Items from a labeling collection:
______________________________
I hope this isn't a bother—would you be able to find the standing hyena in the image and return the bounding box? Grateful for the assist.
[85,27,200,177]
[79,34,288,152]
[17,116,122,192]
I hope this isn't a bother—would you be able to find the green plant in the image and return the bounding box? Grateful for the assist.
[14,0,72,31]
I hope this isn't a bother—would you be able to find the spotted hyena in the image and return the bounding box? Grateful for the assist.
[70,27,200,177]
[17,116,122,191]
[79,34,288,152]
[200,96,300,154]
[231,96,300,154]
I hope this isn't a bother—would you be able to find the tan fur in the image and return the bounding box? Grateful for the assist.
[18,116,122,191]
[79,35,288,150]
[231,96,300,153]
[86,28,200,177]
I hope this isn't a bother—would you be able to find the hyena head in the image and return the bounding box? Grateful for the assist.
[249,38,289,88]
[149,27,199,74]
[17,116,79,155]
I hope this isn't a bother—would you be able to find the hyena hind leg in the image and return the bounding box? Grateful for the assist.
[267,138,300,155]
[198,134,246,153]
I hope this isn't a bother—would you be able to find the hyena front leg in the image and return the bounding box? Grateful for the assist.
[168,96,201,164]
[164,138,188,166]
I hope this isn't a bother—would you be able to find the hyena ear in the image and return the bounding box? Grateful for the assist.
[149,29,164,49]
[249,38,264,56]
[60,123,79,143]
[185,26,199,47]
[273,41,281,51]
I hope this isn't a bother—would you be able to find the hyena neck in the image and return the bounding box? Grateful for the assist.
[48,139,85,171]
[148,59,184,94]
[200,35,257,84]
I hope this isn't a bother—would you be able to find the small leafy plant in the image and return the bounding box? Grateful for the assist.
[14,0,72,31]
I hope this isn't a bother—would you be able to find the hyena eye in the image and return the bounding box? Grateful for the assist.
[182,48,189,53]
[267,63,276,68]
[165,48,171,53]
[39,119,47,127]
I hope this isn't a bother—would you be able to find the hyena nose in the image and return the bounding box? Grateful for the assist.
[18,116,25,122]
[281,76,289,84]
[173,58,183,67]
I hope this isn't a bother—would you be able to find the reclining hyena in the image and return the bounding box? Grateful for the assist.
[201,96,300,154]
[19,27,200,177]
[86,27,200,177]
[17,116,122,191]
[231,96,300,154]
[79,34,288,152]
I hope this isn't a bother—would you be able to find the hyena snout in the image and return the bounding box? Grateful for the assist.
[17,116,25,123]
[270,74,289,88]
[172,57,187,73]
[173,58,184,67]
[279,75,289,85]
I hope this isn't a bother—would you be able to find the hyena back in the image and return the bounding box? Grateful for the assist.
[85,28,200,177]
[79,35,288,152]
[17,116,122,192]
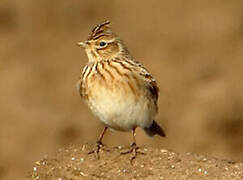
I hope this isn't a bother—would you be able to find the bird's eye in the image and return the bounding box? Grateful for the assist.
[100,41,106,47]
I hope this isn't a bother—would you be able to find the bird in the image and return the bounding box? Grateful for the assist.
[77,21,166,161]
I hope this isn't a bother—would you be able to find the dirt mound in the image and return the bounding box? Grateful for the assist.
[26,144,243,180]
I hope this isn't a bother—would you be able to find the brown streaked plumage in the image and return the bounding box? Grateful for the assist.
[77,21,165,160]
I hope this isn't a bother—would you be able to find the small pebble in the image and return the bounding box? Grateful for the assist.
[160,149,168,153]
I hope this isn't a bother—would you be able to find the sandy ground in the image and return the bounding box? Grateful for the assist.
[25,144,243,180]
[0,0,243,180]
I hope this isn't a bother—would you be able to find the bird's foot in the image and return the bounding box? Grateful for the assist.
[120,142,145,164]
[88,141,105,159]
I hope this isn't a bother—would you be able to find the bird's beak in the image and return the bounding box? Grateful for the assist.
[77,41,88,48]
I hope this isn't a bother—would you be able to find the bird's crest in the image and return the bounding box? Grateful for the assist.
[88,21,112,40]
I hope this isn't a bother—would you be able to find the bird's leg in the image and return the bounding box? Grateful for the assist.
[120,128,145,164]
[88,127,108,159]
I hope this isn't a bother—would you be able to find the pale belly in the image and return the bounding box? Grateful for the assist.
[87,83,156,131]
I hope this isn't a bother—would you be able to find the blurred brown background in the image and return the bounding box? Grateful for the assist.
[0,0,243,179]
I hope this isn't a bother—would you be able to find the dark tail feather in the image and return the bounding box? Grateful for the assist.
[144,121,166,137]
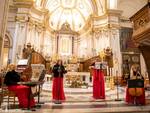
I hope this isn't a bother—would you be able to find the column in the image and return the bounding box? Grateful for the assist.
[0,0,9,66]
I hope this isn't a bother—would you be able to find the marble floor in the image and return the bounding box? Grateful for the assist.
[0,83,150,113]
______________________________
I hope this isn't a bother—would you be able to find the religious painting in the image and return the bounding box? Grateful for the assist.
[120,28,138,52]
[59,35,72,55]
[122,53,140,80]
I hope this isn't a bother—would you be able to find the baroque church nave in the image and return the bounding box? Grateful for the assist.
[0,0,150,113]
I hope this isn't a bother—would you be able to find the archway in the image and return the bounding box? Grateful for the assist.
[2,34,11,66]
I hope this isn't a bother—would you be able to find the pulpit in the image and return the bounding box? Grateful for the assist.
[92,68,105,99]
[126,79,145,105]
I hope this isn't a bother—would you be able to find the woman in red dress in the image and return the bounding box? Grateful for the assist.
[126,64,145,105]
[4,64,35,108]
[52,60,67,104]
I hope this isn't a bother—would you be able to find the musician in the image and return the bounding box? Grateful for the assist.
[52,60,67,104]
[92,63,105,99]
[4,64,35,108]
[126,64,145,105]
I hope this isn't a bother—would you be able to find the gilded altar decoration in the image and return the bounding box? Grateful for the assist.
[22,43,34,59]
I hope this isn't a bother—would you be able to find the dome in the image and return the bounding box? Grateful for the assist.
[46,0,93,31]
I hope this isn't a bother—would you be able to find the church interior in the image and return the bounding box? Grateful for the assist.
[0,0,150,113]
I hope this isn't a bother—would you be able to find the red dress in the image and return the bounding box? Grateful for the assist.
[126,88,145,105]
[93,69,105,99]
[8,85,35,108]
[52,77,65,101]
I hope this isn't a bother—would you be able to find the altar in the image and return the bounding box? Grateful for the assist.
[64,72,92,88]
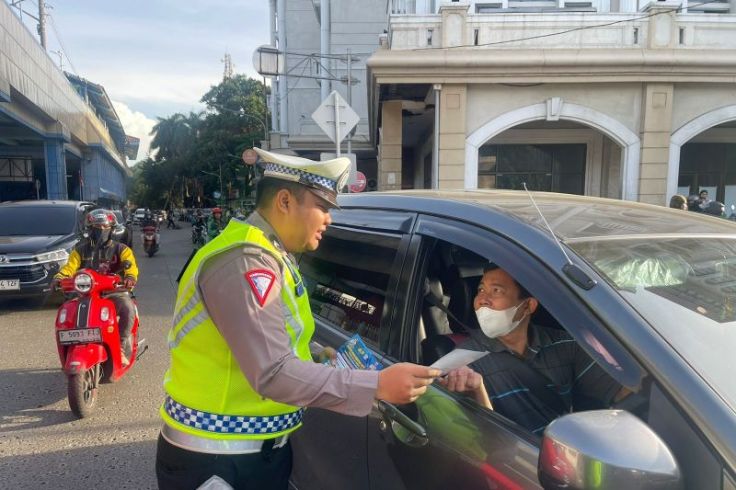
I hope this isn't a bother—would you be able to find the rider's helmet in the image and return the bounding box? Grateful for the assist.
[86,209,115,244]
______________________________
Problem:
Turn the lines into a JSON list of strings, one string per line, starting at the line that contains "the hyena eye" and ending at the line that contains "[77,41,88,48]". Leave out blank lines and the pictures.

Written answer:
[
  "I hope this isn't a bother—would you be able to find the hyena eye in the image and return the bounding box? Grateful for the assist.",
  "[182,48,189,53]",
  "[267,63,276,68]",
  "[165,48,171,53]",
  "[39,119,47,127]",
  "I hope this isn't a bother—would you be able to find the hyena nose in the image and return the bounding box? Grateful for the assist.",
  "[18,116,25,122]",
  "[281,76,289,84]",
  "[173,58,183,67]",
  "I hope this isn't a bother—would you be able to find the reclining hyena in the image and return the bounding box? Grateful for the assist.",
  "[201,96,300,154]",
  "[19,27,200,177]",
  "[86,27,200,177]",
  "[17,116,122,191]",
  "[231,96,300,154]",
  "[79,34,288,152]",
  "I hope this isn't a bother—would you be able to find the hyena snout in the image and return the bounding box? Grateful for the assist.",
  "[17,116,25,123]",
  "[270,74,289,88]",
  "[172,57,187,73]",
  "[173,58,184,67]",
  "[279,75,289,85]",
  "I hope this isn't a bother—would you be able to find the hyena back in the image and return the bounding box? Grateful for the assist.",
  "[85,28,200,177]",
  "[79,35,288,152]",
  "[17,116,122,192]",
  "I hope this isn't a bother—would you be able to find the bird's eye in the image and return the bounding box? Grateful for the assist.",
  "[100,41,106,47]",
  "I hope this isn't a bother—would you be able to find the bird in the image and return the bounding box? Grateful for the assist.",
  "[77,21,166,161]",
  "I hope this isn't a bother—would you be able to find the dirt mound in the image and return the bounding box? Grateful for the assist.",
  "[26,144,243,180]",
  "I hope this isn't a bother—would you be able to find the brown streaked plumage in the image and return the bounding box? Grateful for the assist.",
  "[77,21,165,160]",
  "I hope this isn't a bother—would you be able to find the small pebble in the image and return the bounding box? Grateful for the assist.",
  "[160,149,168,153]",
  "I hope this isn't a bother—would you be able to find the sandy ground in the image and return the bounding box? Grateful for the assist.",
  "[25,144,243,180]",
  "[0,0,243,180]",
  "I hope this isn't a bother—would you be able to find the bird's foot in the image and return the bounding box? Grateful for the assist.",
  "[120,142,145,164]",
  "[88,141,105,159]",
  "I hope this isn't a bother—would you be able to find the bird's beak in the image and return the bounding box? Grateful for the assist.",
  "[77,41,88,48]"
]